Start of RECORD SET
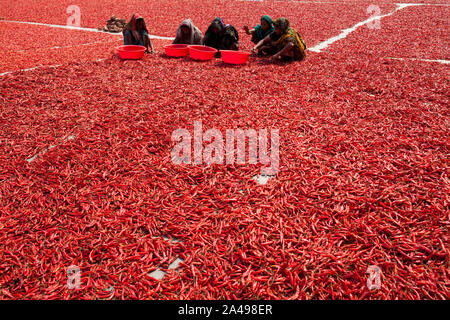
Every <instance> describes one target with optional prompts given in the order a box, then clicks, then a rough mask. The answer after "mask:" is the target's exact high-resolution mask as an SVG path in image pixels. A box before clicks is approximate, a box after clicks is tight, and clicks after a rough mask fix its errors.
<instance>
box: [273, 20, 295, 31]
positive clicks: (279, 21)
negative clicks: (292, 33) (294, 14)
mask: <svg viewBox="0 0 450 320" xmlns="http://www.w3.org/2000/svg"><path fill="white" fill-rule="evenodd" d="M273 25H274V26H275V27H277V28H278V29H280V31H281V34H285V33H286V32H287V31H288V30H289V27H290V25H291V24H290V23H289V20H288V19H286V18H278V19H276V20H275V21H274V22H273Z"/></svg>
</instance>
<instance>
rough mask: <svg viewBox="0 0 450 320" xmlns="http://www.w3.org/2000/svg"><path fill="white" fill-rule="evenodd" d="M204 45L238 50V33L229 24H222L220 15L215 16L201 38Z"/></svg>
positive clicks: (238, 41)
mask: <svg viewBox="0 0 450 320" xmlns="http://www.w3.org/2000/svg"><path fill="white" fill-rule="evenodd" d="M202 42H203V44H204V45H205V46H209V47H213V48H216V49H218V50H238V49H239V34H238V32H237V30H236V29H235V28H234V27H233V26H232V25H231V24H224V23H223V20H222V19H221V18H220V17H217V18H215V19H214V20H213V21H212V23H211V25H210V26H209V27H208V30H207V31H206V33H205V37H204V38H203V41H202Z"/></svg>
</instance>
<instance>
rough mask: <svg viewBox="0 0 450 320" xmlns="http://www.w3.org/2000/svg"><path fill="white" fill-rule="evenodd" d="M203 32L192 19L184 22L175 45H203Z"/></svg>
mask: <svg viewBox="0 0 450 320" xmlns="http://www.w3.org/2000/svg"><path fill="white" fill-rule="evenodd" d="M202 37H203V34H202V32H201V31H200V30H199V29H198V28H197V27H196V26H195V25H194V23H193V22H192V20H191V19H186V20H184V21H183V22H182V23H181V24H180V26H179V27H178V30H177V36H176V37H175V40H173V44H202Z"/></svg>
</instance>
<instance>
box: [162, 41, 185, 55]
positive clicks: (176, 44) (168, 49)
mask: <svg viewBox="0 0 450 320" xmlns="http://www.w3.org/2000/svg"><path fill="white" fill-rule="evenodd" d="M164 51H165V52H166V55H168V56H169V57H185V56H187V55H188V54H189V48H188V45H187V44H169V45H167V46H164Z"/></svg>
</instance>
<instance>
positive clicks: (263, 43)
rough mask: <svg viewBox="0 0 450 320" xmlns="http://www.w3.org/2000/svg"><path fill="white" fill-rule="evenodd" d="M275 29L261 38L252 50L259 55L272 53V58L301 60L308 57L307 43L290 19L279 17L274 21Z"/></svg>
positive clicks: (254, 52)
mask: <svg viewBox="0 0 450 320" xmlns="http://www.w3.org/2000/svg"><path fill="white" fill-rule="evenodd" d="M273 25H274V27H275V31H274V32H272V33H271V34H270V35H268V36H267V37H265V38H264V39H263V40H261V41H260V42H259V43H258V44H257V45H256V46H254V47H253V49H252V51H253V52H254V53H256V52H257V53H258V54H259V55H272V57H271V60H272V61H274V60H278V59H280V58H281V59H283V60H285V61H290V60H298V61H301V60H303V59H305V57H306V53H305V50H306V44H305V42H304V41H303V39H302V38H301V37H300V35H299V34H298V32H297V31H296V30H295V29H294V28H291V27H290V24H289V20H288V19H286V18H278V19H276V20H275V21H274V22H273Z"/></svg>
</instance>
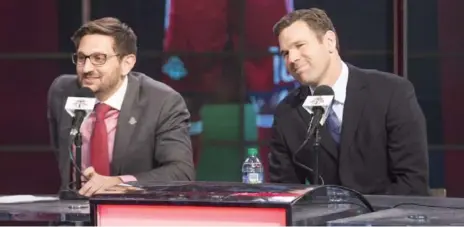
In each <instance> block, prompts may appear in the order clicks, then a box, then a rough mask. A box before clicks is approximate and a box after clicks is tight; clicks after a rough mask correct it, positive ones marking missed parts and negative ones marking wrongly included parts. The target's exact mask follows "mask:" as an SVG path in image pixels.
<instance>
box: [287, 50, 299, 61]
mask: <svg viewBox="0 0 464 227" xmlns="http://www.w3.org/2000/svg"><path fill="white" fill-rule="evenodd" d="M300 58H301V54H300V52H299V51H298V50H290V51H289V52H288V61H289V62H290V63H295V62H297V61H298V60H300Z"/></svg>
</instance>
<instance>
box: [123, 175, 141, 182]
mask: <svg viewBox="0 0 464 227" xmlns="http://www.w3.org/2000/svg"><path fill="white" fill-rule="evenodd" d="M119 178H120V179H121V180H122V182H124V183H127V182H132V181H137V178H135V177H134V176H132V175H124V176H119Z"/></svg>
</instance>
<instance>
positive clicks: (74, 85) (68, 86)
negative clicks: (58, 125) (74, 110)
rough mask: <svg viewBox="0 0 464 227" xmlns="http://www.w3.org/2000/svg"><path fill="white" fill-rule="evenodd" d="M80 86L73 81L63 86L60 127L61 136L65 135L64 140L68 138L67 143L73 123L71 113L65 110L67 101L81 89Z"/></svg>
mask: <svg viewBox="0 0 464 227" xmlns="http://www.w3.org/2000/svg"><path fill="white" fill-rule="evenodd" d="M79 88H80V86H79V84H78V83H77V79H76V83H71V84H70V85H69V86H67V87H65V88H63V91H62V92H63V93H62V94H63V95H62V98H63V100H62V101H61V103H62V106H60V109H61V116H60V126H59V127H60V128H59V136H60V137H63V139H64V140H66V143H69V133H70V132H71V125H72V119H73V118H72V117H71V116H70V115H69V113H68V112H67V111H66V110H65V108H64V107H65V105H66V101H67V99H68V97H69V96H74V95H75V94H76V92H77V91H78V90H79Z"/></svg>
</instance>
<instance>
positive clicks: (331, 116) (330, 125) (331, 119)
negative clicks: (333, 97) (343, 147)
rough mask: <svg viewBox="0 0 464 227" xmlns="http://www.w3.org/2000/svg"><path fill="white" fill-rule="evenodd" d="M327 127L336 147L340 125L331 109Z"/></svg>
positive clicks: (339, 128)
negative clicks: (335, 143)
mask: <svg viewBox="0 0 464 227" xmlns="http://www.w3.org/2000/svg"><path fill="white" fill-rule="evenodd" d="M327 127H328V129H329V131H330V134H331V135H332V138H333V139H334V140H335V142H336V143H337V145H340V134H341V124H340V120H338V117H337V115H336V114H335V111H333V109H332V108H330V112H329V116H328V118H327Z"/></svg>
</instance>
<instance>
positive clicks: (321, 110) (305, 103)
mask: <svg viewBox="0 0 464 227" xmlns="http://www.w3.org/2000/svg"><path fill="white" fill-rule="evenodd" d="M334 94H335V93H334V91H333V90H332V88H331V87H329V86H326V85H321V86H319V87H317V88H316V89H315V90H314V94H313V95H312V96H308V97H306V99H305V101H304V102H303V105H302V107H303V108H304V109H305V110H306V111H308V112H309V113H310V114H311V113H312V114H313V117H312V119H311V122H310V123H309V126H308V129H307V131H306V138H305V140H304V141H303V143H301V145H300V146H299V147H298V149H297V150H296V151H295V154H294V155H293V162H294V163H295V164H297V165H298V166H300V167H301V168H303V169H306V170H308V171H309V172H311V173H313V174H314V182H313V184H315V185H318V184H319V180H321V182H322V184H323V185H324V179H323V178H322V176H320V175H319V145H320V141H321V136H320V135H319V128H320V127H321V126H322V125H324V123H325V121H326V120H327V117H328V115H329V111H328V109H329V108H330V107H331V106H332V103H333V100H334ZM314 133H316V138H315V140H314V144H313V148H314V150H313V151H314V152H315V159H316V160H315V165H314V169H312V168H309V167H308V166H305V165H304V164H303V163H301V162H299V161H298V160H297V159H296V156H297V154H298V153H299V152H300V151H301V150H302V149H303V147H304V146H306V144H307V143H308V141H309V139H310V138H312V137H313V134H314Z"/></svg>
End of RECORD SET
Start of RECORD SET
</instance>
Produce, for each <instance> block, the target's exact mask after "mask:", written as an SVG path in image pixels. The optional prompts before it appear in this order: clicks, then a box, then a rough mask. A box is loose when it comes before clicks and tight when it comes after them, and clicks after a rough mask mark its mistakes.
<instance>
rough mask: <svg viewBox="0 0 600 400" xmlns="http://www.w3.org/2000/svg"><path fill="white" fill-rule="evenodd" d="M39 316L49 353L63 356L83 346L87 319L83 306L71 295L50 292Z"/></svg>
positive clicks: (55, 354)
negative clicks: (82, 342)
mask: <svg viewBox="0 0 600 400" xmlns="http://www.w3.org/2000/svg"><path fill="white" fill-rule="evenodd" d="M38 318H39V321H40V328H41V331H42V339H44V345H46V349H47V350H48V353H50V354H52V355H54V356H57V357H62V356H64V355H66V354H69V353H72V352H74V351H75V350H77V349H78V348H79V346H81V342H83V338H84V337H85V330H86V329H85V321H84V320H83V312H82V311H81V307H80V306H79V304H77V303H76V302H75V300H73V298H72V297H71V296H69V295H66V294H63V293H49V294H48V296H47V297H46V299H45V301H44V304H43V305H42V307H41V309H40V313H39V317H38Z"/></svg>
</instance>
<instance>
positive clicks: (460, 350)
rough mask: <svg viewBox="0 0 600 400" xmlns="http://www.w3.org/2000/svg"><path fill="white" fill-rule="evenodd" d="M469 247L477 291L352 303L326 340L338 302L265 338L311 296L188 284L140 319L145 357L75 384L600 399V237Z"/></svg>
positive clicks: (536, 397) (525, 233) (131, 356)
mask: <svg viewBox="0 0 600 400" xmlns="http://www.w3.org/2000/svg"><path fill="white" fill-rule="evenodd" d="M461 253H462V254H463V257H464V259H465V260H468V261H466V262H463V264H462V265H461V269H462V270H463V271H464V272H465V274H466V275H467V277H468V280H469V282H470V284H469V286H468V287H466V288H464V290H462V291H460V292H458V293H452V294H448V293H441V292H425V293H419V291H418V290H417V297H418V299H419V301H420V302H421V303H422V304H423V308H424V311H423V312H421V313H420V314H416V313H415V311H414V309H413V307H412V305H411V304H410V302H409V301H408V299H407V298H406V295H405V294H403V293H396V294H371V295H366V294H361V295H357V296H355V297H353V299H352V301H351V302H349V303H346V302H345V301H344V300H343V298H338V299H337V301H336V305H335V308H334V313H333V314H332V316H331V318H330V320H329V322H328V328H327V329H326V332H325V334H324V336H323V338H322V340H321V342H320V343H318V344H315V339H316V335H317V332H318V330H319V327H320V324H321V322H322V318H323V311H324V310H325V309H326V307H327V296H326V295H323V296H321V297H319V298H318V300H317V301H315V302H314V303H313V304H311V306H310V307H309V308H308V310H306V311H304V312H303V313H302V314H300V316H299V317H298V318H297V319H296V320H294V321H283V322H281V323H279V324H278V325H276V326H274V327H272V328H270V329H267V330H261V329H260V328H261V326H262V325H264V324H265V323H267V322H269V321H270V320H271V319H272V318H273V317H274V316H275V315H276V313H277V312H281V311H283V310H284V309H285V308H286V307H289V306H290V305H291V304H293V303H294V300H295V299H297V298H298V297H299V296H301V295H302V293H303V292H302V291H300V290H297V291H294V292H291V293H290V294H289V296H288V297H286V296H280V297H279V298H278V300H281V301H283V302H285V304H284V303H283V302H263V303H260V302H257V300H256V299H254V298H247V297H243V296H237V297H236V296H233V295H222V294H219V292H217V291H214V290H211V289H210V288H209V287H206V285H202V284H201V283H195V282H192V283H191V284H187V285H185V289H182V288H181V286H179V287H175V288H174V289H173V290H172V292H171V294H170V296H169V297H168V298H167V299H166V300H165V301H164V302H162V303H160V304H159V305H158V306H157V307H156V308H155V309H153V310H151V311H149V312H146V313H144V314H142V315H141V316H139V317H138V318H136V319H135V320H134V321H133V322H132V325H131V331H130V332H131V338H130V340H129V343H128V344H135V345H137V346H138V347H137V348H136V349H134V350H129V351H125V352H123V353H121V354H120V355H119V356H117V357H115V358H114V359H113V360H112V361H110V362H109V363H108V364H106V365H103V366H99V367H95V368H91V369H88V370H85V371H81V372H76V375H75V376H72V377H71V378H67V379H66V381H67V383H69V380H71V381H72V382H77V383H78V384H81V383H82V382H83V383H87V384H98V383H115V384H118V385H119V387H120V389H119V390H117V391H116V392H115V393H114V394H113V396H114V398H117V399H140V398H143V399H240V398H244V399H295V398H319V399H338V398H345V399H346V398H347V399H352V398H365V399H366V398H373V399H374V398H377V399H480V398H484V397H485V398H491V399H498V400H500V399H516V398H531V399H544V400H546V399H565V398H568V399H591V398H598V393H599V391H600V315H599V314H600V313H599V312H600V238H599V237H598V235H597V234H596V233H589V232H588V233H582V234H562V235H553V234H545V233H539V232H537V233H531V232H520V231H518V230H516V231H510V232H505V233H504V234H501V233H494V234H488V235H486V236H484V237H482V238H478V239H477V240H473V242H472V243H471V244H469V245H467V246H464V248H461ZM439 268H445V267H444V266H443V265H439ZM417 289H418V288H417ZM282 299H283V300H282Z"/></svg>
End of RECORD SET
Each line of the data that contains "approximate" should be counted; please give only the number.

### REPLY
2